Data to examine:

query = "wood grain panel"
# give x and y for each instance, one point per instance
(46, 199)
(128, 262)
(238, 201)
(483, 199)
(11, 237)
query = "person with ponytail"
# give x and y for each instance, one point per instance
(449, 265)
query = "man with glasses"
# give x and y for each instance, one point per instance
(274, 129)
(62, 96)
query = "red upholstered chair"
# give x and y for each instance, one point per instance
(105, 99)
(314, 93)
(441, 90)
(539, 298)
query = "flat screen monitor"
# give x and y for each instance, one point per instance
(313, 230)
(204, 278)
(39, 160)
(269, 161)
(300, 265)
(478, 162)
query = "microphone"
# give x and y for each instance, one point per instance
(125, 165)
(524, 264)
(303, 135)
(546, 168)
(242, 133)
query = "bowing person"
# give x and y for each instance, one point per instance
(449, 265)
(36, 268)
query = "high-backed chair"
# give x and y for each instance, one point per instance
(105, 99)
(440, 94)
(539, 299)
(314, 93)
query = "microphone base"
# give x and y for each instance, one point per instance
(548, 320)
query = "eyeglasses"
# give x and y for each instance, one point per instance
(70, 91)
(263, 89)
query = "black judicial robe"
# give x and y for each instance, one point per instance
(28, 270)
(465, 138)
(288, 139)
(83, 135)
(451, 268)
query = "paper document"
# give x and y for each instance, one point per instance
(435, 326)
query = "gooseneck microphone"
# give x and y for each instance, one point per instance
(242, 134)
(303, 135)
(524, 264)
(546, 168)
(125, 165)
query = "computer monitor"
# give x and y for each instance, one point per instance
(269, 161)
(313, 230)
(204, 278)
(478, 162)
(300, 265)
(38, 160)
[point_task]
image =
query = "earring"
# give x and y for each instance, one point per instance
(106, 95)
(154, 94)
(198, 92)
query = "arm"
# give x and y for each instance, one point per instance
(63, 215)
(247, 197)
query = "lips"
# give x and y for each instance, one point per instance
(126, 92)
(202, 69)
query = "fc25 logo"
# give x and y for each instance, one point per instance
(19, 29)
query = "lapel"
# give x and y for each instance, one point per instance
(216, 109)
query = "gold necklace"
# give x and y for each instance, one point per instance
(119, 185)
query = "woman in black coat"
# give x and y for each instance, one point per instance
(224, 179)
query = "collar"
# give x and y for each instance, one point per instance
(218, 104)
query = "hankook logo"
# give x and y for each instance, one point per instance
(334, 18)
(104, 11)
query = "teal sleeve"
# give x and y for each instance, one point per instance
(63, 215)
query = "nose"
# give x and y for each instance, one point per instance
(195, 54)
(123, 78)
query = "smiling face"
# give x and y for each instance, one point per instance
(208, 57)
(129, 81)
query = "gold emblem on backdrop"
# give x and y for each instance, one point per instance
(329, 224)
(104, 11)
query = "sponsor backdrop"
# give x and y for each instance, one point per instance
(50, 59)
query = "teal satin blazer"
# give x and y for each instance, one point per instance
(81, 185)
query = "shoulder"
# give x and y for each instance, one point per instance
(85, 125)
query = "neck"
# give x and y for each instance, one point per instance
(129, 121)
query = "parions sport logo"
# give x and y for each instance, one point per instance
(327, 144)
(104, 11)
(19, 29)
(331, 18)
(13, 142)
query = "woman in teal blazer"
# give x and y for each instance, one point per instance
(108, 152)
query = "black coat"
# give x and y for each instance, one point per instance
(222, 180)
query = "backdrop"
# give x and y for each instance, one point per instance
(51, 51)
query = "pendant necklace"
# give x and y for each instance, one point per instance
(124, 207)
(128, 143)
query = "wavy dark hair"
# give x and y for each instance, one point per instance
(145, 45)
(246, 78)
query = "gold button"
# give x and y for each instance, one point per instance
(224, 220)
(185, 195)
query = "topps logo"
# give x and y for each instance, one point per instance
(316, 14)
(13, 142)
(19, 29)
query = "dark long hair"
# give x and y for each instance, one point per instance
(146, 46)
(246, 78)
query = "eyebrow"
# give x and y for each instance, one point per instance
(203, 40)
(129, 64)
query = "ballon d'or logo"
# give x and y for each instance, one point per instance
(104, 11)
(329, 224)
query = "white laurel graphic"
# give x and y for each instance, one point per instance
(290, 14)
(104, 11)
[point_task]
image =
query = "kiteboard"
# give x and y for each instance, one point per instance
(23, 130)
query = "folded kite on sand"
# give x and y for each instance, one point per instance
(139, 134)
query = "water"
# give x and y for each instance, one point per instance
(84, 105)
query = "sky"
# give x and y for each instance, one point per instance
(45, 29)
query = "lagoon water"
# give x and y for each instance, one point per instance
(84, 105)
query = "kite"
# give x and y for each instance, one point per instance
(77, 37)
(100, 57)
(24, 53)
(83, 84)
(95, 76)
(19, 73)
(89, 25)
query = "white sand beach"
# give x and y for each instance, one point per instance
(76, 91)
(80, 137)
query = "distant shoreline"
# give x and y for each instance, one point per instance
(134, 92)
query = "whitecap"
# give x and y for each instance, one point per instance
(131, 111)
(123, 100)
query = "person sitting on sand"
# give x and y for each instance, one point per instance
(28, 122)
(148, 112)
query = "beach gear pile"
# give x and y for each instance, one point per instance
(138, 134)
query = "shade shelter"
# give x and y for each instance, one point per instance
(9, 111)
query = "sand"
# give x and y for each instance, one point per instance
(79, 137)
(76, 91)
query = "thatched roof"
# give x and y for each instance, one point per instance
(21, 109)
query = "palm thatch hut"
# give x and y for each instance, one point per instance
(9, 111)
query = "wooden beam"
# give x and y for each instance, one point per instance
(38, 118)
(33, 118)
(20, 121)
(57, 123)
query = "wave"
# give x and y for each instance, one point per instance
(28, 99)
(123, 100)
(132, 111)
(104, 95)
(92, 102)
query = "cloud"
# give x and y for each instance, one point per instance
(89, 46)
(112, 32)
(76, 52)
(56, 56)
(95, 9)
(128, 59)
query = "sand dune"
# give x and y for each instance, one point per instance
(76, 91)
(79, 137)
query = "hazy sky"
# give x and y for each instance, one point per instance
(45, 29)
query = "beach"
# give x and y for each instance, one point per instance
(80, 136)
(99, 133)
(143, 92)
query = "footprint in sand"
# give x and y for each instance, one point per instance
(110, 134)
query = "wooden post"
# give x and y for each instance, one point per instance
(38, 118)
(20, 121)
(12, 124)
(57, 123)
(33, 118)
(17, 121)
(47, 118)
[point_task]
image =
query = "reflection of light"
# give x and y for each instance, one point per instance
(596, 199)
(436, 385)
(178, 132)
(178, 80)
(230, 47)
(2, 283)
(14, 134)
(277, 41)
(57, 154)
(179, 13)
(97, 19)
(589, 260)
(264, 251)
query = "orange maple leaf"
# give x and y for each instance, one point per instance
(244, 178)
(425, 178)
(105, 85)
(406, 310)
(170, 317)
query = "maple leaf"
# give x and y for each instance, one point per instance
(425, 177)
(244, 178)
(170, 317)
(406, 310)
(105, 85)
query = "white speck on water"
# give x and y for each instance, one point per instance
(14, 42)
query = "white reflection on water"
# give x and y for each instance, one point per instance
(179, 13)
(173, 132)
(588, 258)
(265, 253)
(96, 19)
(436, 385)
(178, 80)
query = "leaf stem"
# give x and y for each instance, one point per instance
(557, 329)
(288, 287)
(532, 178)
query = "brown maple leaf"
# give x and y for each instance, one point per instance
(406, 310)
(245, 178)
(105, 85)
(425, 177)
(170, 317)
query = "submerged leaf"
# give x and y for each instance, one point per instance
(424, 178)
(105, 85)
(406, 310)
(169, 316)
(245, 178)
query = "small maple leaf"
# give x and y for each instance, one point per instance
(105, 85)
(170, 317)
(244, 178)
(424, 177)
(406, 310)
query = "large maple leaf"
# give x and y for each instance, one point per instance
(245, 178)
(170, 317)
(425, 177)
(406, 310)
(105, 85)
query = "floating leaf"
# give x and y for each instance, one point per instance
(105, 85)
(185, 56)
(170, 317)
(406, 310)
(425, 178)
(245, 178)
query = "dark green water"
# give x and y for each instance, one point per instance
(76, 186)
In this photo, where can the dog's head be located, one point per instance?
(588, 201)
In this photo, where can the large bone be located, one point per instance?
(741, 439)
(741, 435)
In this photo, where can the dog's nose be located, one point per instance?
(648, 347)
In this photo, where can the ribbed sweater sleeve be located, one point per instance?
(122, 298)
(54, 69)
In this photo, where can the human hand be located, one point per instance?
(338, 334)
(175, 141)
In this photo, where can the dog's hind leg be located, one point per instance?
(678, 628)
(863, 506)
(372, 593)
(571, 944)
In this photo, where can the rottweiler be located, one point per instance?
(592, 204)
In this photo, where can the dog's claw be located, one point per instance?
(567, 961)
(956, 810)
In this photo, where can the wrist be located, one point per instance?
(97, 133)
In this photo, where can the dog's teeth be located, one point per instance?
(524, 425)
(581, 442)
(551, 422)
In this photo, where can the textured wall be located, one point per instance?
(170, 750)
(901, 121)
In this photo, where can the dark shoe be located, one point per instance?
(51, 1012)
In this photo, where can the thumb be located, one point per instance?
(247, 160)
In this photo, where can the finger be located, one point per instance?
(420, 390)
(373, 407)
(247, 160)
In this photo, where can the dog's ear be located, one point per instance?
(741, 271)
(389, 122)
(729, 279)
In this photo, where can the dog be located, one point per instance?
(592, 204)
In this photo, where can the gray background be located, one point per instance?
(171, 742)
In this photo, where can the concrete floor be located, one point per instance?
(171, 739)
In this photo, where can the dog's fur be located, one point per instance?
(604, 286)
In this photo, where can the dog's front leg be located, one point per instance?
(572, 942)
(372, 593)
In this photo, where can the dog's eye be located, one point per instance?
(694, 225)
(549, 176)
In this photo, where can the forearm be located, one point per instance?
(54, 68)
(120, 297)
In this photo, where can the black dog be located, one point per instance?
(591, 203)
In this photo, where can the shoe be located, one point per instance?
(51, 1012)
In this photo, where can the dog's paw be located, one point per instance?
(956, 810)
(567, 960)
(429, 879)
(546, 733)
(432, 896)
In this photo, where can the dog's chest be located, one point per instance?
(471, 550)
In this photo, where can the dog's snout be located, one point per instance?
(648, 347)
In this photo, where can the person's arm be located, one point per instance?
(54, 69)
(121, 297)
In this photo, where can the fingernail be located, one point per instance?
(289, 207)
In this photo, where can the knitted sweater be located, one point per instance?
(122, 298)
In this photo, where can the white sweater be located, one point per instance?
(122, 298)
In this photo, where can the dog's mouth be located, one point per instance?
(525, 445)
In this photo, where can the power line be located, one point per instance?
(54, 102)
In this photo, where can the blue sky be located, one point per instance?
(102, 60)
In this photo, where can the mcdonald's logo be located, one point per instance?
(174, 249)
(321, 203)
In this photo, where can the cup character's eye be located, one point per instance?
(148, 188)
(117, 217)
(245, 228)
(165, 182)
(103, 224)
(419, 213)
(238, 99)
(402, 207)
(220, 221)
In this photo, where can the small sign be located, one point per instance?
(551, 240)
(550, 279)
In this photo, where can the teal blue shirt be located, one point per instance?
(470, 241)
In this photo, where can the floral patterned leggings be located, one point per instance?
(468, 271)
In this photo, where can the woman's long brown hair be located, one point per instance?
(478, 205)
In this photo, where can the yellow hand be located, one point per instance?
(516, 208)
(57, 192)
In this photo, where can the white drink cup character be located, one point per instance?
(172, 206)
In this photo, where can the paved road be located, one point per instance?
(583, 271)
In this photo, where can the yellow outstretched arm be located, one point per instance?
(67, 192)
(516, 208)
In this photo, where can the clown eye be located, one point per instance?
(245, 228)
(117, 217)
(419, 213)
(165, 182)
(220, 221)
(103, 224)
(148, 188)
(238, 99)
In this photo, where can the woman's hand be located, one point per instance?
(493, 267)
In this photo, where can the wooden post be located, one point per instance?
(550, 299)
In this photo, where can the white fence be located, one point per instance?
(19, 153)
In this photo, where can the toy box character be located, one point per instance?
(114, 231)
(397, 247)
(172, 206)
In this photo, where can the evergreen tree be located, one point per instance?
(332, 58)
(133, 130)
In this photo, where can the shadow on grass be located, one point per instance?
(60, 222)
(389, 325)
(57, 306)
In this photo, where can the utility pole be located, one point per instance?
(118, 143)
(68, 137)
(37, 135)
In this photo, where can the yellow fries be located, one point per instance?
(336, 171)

Work required: Retype exactly the lines from the one containing "In this photo, where can the yellow fries" through the end of the data. Add nothing.

Answer to this problem:
In this photo, where can the yellow fries be located, one point per instance?
(336, 171)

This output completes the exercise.